EXERCISE SET –
A. Which words of the canoe-rack post run starting with "RantOK, not to" and going on through "else Walt says!"? Retype that stretch.
B. Can you extend the canoe-rack post past the last sentence shown, matching its voice?

GIVEN TEXT –
====================

RantOK, not to pick on Walt, but what is it about canoes that people
will spend hundreds/thousands on a canoe, an additional pot of money on
racks, and then tie the boat on with a chunk of the cheapest nylon rope
from Home Despot? Buy a good set of straps (15-20bucks) so that you can
put one across each bar, and secure the boat that way, use decent
braided rope (and trucker's hitch or tautline hitch) to tie the bow and
maybe the stern. Sorry, I've seen too many broken boats from cheap
homemade racks and crappy tiedowns. /Rant

That said I agree with everything else Walt says!

Walt wrote:
wrote:

We're looking into purchasing a used canoe (an Old Town Penobscot 16, a
16 footer) and the only car we have to carry it is a 2005 Subaru
Forester. There's a roof rack on the forester, and from rough tape
measure estimates, it looks like it'll be close, but it will fit. I'm
curious, though, if anyone has any experience with trying to carry a
canoe on a stock Subaru rack, and what suggestions you would have.

====================

SUPPLIED DATA –

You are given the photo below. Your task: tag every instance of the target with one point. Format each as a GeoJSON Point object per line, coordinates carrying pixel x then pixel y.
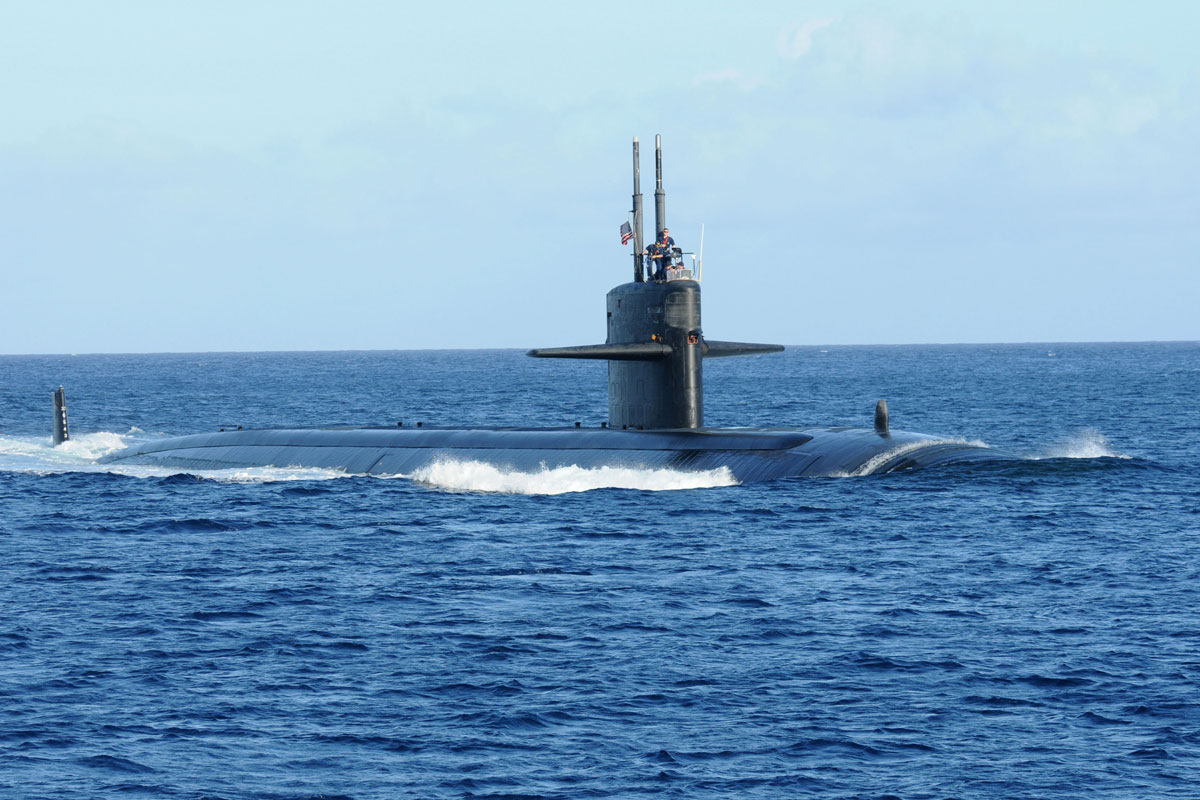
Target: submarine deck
{"type": "Point", "coordinates": [749, 453]}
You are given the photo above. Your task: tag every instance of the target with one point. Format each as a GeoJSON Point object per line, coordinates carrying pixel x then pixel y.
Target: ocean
{"type": "Point", "coordinates": [1008, 629]}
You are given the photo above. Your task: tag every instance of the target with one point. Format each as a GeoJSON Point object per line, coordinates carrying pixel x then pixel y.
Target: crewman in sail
{"type": "Point", "coordinates": [661, 254]}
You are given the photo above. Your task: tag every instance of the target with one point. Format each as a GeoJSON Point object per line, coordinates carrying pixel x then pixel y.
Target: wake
{"type": "Point", "coordinates": [479, 476]}
{"type": "Point", "coordinates": [79, 453]}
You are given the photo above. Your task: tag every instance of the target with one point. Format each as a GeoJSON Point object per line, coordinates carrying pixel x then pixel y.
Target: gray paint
{"type": "Point", "coordinates": [655, 350]}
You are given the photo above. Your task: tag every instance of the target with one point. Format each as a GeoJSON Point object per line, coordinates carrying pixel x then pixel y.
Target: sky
{"type": "Point", "coordinates": [379, 175]}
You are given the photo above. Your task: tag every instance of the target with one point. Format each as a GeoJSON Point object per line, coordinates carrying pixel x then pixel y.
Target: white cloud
{"type": "Point", "coordinates": [797, 40]}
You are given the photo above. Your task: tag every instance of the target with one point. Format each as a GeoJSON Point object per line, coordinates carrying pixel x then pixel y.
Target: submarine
{"type": "Point", "coordinates": [655, 350]}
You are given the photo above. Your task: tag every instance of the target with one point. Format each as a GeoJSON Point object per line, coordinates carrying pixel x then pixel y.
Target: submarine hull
{"type": "Point", "coordinates": [749, 453]}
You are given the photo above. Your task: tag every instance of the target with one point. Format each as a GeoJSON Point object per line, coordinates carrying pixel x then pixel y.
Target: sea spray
{"type": "Point", "coordinates": [479, 476]}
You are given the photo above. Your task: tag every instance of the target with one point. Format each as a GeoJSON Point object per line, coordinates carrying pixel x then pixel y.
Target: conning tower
{"type": "Point", "coordinates": [655, 347]}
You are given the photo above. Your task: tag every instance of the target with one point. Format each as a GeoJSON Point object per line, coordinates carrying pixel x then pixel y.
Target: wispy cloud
{"type": "Point", "coordinates": [796, 41]}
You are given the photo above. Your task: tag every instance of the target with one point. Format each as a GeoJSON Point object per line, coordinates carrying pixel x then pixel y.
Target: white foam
{"type": "Point", "coordinates": [81, 451]}
{"type": "Point", "coordinates": [479, 476]}
{"type": "Point", "coordinates": [875, 462]}
{"type": "Point", "coordinates": [23, 453]}
{"type": "Point", "coordinates": [1087, 443]}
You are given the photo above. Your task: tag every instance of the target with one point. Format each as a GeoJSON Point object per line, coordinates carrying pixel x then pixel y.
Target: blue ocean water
{"type": "Point", "coordinates": [1001, 630]}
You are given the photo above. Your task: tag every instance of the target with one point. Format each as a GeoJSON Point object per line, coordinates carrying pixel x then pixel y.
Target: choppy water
{"type": "Point", "coordinates": [1005, 630]}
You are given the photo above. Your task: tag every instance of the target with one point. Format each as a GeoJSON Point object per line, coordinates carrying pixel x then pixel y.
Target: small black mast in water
{"type": "Point", "coordinates": [60, 417]}
{"type": "Point", "coordinates": [655, 347]}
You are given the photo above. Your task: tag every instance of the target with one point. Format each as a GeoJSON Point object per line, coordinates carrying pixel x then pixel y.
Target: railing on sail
{"type": "Point", "coordinates": [681, 270]}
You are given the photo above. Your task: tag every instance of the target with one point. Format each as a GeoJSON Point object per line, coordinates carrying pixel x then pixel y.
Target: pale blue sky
{"type": "Point", "coordinates": [366, 175]}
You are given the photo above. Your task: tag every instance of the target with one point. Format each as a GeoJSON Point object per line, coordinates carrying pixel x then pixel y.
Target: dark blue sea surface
{"type": "Point", "coordinates": [1019, 629]}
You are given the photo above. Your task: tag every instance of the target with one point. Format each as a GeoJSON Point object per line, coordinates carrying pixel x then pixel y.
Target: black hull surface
{"type": "Point", "coordinates": [749, 453]}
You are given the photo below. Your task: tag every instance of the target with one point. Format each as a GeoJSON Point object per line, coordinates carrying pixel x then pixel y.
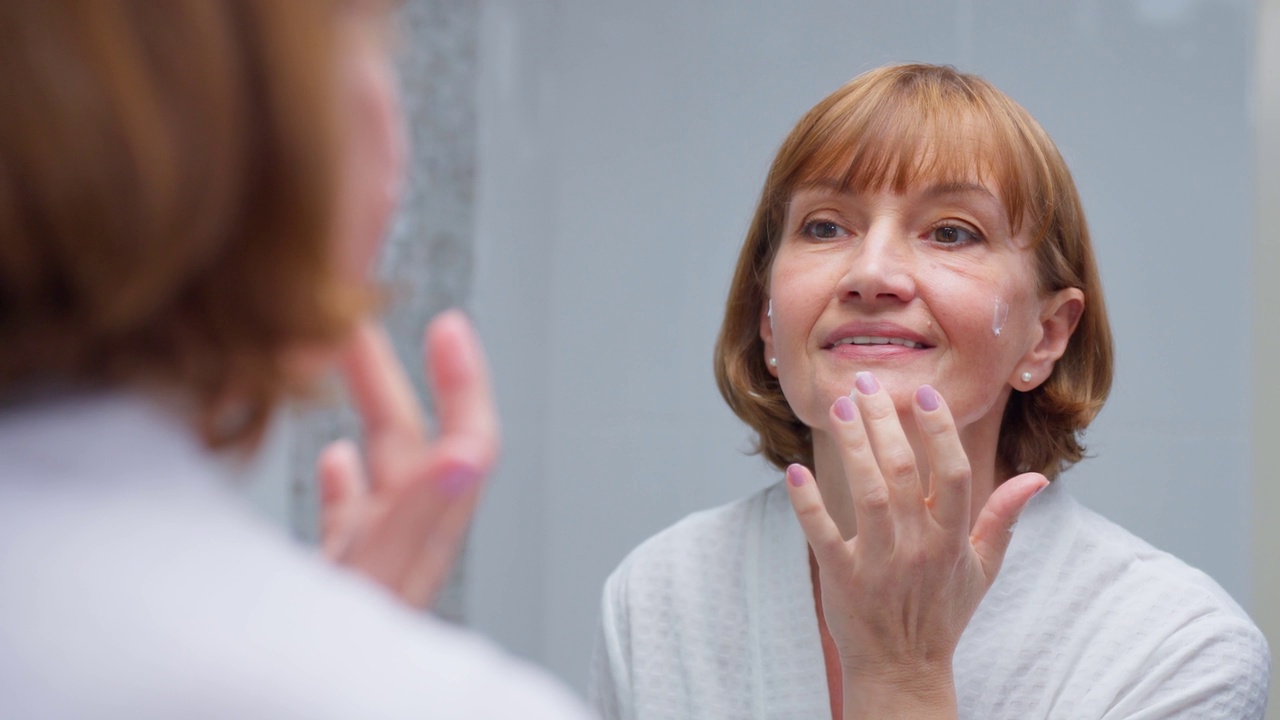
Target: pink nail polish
{"type": "Point", "coordinates": [927, 397]}
{"type": "Point", "coordinates": [865, 383]}
{"type": "Point", "coordinates": [458, 481]}
{"type": "Point", "coordinates": [845, 408]}
{"type": "Point", "coordinates": [795, 475]}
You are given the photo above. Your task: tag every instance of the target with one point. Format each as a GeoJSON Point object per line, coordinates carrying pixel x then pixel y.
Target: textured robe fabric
{"type": "Point", "coordinates": [136, 584]}
{"type": "Point", "coordinates": [714, 618]}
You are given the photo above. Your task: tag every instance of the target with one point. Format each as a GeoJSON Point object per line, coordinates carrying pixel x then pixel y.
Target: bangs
{"type": "Point", "coordinates": [922, 131]}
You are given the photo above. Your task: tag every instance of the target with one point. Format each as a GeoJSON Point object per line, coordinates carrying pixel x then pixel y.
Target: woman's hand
{"type": "Point", "coordinates": [398, 515]}
{"type": "Point", "coordinates": [897, 596]}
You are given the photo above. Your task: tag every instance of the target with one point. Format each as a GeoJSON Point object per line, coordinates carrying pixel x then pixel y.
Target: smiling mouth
{"type": "Point", "coordinates": [878, 340]}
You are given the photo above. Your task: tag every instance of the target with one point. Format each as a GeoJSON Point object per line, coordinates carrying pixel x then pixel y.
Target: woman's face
{"type": "Point", "coordinates": [374, 144]}
{"type": "Point", "coordinates": [924, 287]}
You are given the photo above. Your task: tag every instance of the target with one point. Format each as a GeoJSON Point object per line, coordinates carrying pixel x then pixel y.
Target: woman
{"type": "Point", "coordinates": [915, 331]}
{"type": "Point", "coordinates": [191, 194]}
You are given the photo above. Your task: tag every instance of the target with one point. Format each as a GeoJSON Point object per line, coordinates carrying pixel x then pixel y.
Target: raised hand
{"type": "Point", "coordinates": [897, 596]}
{"type": "Point", "coordinates": [400, 513]}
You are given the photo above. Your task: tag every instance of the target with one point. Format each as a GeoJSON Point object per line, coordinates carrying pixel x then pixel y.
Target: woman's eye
{"type": "Point", "coordinates": [822, 229]}
{"type": "Point", "coordinates": [954, 235]}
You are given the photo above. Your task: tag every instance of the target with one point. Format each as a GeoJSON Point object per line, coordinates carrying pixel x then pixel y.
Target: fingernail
{"type": "Point", "coordinates": [458, 481]}
{"type": "Point", "coordinates": [844, 408]}
{"type": "Point", "coordinates": [795, 475]}
{"type": "Point", "coordinates": [927, 397]}
{"type": "Point", "coordinates": [865, 383]}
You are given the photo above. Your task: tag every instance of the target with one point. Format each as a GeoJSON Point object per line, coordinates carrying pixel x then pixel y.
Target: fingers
{"type": "Point", "coordinates": [867, 487]}
{"type": "Point", "coordinates": [411, 543]}
{"type": "Point", "coordinates": [379, 387]}
{"type": "Point", "coordinates": [951, 478]}
{"type": "Point", "coordinates": [995, 525]}
{"type": "Point", "coordinates": [460, 382]}
{"type": "Point", "coordinates": [819, 529]}
{"type": "Point", "coordinates": [343, 491]}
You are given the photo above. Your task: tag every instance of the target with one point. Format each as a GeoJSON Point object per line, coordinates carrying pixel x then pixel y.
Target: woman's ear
{"type": "Point", "coordinates": [1060, 313]}
{"type": "Point", "coordinates": [767, 337]}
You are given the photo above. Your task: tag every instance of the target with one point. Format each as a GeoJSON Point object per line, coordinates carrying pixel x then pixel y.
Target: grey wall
{"type": "Point", "coordinates": [1266, 340]}
{"type": "Point", "coordinates": [621, 147]}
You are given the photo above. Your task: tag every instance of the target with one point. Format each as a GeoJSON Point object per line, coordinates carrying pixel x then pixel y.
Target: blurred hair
{"type": "Point", "coordinates": [894, 128]}
{"type": "Point", "coordinates": [168, 180]}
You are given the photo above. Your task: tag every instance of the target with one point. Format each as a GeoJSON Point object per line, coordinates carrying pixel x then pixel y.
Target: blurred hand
{"type": "Point", "coordinates": [400, 513]}
{"type": "Point", "coordinates": [897, 596]}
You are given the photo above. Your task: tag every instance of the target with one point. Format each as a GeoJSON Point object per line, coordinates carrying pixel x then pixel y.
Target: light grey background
{"type": "Point", "coordinates": [617, 151]}
{"type": "Point", "coordinates": [621, 150]}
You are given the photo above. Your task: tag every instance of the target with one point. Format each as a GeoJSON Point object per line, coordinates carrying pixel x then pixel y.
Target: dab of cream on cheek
{"type": "Point", "coordinates": [999, 317]}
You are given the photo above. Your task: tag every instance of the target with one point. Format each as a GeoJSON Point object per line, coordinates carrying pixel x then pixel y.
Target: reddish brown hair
{"type": "Point", "coordinates": [167, 188]}
{"type": "Point", "coordinates": [892, 128]}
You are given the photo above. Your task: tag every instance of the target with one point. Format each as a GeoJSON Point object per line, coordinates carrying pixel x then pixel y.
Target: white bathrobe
{"type": "Point", "coordinates": [714, 618]}
{"type": "Point", "coordinates": [135, 584]}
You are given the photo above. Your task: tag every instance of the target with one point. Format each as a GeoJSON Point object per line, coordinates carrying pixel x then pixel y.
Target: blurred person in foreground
{"type": "Point", "coordinates": [191, 196]}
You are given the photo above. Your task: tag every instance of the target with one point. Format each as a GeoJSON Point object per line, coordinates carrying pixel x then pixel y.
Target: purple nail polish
{"type": "Point", "coordinates": [927, 397]}
{"type": "Point", "coordinates": [795, 475]}
{"type": "Point", "coordinates": [844, 408]}
{"type": "Point", "coordinates": [865, 383]}
{"type": "Point", "coordinates": [458, 481]}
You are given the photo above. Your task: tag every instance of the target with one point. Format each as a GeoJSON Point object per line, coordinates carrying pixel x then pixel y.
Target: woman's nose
{"type": "Point", "coordinates": [880, 267]}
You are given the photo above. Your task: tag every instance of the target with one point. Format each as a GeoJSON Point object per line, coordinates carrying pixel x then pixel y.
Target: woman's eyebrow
{"type": "Point", "coordinates": [958, 188]}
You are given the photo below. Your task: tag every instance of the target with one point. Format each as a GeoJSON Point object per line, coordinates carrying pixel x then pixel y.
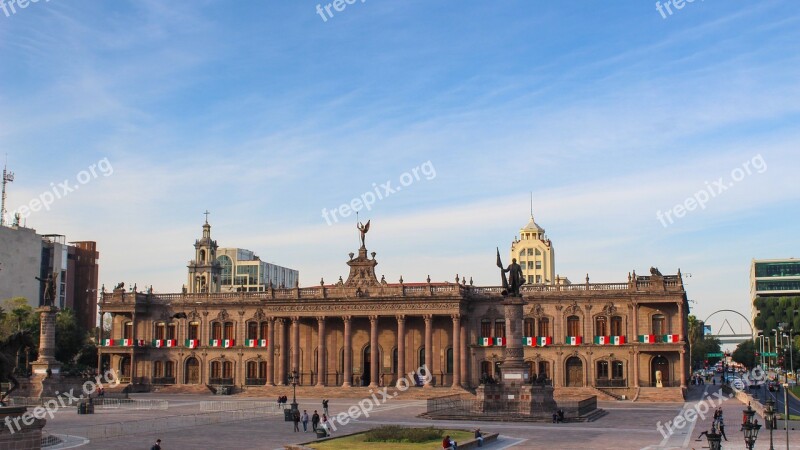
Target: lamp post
{"type": "Point", "coordinates": [769, 416]}
{"type": "Point", "coordinates": [750, 428]}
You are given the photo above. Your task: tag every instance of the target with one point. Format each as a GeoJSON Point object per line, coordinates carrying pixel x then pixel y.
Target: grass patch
{"type": "Point", "coordinates": [360, 442]}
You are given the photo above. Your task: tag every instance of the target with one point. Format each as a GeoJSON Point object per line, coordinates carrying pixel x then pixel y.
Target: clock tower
{"type": "Point", "coordinates": [204, 269]}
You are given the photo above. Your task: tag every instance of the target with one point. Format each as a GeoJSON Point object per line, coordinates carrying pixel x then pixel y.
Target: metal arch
{"type": "Point", "coordinates": [747, 321]}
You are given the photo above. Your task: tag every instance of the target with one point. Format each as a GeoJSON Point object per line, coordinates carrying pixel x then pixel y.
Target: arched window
{"type": "Point", "coordinates": [544, 326]}
{"type": "Point", "coordinates": [216, 330]}
{"type": "Point", "coordinates": [616, 326]}
{"type": "Point", "coordinates": [499, 328]}
{"type": "Point", "coordinates": [229, 334]}
{"type": "Point", "coordinates": [529, 328]}
{"type": "Point", "coordinates": [600, 326]}
{"type": "Point", "coordinates": [449, 361]}
{"type": "Point", "coordinates": [659, 324]}
{"type": "Point", "coordinates": [573, 326]}
{"type": "Point", "coordinates": [486, 328]}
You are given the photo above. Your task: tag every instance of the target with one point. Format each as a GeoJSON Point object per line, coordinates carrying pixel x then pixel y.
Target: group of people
{"type": "Point", "coordinates": [317, 422]}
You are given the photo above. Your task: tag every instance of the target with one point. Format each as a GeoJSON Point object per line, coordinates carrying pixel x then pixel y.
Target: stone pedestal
{"type": "Point", "coordinates": [513, 393]}
{"type": "Point", "coordinates": [15, 433]}
{"type": "Point", "coordinates": [46, 369]}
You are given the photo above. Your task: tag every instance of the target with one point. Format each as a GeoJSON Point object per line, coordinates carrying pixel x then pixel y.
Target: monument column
{"type": "Point", "coordinates": [348, 352]}
{"type": "Point", "coordinates": [456, 351]}
{"type": "Point", "coordinates": [282, 351]}
{"type": "Point", "coordinates": [401, 348]}
{"type": "Point", "coordinates": [374, 355]}
{"type": "Point", "coordinates": [463, 356]}
{"type": "Point", "coordinates": [428, 350]}
{"type": "Point", "coordinates": [321, 352]}
{"type": "Point", "coordinates": [296, 345]}
{"type": "Point", "coordinates": [634, 341]}
{"type": "Point", "coordinates": [270, 351]}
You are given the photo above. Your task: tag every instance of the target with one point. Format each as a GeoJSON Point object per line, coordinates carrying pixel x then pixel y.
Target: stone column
{"type": "Point", "coordinates": [634, 340]}
{"type": "Point", "coordinates": [270, 351]}
{"type": "Point", "coordinates": [321, 352]}
{"type": "Point", "coordinates": [456, 351]}
{"type": "Point", "coordinates": [296, 345]}
{"type": "Point", "coordinates": [401, 348]}
{"type": "Point", "coordinates": [348, 352]}
{"type": "Point", "coordinates": [374, 355]}
{"type": "Point", "coordinates": [465, 377]}
{"type": "Point", "coordinates": [428, 349]}
{"type": "Point", "coordinates": [282, 350]}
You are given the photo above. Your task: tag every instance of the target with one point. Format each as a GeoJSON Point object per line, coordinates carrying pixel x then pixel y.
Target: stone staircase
{"type": "Point", "coordinates": [666, 394]}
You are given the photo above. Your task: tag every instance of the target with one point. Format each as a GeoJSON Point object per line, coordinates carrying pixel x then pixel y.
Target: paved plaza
{"type": "Point", "coordinates": [626, 426]}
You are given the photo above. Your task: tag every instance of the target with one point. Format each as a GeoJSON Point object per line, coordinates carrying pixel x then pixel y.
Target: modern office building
{"type": "Point", "coordinates": [772, 278]}
{"type": "Point", "coordinates": [26, 255]}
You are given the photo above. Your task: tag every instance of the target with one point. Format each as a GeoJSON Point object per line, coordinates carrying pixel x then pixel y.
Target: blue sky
{"type": "Point", "coordinates": [265, 114]}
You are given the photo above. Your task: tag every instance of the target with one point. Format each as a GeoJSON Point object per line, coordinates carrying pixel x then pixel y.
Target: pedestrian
{"type": "Point", "coordinates": [305, 421]}
{"type": "Point", "coordinates": [296, 419]}
{"type": "Point", "coordinates": [315, 421]}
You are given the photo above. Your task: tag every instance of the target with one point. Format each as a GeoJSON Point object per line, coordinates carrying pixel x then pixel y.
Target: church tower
{"type": "Point", "coordinates": [204, 269]}
{"type": "Point", "coordinates": [534, 253]}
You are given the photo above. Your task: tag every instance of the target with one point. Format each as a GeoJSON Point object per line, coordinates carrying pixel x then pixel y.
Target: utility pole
{"type": "Point", "coordinates": [8, 177]}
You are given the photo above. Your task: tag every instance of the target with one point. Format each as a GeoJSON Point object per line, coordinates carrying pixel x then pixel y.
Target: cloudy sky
{"type": "Point", "coordinates": [270, 113]}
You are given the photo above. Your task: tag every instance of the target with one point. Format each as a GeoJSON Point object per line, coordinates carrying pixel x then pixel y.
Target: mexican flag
{"type": "Point", "coordinates": [672, 338]}
{"type": "Point", "coordinates": [647, 338]}
{"type": "Point", "coordinates": [602, 340]}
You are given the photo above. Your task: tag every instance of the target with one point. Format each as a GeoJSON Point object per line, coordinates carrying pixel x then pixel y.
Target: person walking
{"type": "Point", "coordinates": [315, 421]}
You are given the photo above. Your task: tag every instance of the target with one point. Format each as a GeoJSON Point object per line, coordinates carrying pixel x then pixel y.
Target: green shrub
{"type": "Point", "coordinates": [394, 433]}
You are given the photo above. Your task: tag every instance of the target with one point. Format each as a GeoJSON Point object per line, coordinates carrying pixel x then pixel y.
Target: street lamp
{"type": "Point", "coordinates": [769, 416]}
{"type": "Point", "coordinates": [750, 428]}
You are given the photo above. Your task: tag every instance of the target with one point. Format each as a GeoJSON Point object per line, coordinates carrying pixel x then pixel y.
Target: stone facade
{"type": "Point", "coordinates": [258, 338]}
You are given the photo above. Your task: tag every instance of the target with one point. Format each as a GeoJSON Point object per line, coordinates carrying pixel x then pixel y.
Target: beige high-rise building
{"type": "Point", "coordinates": [534, 252]}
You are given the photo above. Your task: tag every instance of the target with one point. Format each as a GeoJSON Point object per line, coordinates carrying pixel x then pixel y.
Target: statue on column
{"type": "Point", "coordinates": [515, 278]}
{"type": "Point", "coordinates": [49, 288]}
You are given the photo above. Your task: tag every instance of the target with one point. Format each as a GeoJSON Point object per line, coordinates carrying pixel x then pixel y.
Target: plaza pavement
{"type": "Point", "coordinates": [626, 426]}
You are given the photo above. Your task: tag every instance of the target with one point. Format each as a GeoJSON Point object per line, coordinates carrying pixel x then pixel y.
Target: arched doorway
{"type": "Point", "coordinates": [366, 369]}
{"type": "Point", "coordinates": [574, 372]}
{"type": "Point", "coordinates": [659, 363]}
{"type": "Point", "coordinates": [192, 372]}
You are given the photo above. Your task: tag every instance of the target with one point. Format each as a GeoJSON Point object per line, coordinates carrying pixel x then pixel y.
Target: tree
{"type": "Point", "coordinates": [745, 353]}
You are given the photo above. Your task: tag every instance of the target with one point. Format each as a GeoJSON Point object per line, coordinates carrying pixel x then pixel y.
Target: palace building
{"type": "Point", "coordinates": [612, 339]}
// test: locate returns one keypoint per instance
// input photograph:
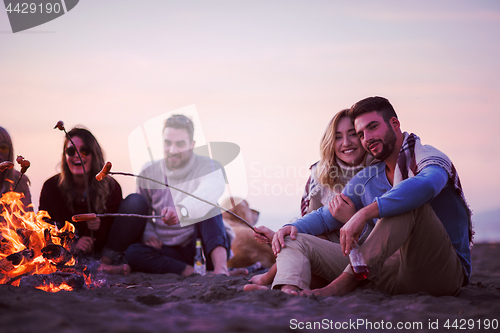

====================

RESULTS OF THE TASKS –
A.
RantOK, not to pick on Walt, but what is it about canoes that people
will spend hundreds/thousands on a canoe, an additional pot of money on
racks, and then tie the boat on with a chunk of the cheapest nylon rope
from Home Despot? Buy a good set of straps (15-20bucks) so that you can
put one across each bar, and secure the boat that way, use decent
braided rope (and trucker's hitch or tautline hitch) to tie the bow and
maybe the stern. Sorry, I've seen too many broken boats from cheap
homemade racks and crappy tiedowns. /Rant

That said I agree with everything else Walt says!

B.
We've done plenty of canoeing, but have never had our own to carry
around.


Canoes are not that heavy. As long as you tie it down securely you
won't have a problem. People car top on all manner of vehicles (e.g.
Cooper Mini) without a problem.

Make sure you tie a bow line, a stern line, and a belly line. Two belly
lines if you're feeling unlucky. (Hint: Learn to tie a trucker's hitch
instead of buying fancy straps.) You want to excersize due diligence,
but it's not rocket surgery.

Use the 1-10-100 method of making sure your load is secu check it
after one mile, check it again after ten miles, then stop and check it
every 100 miles.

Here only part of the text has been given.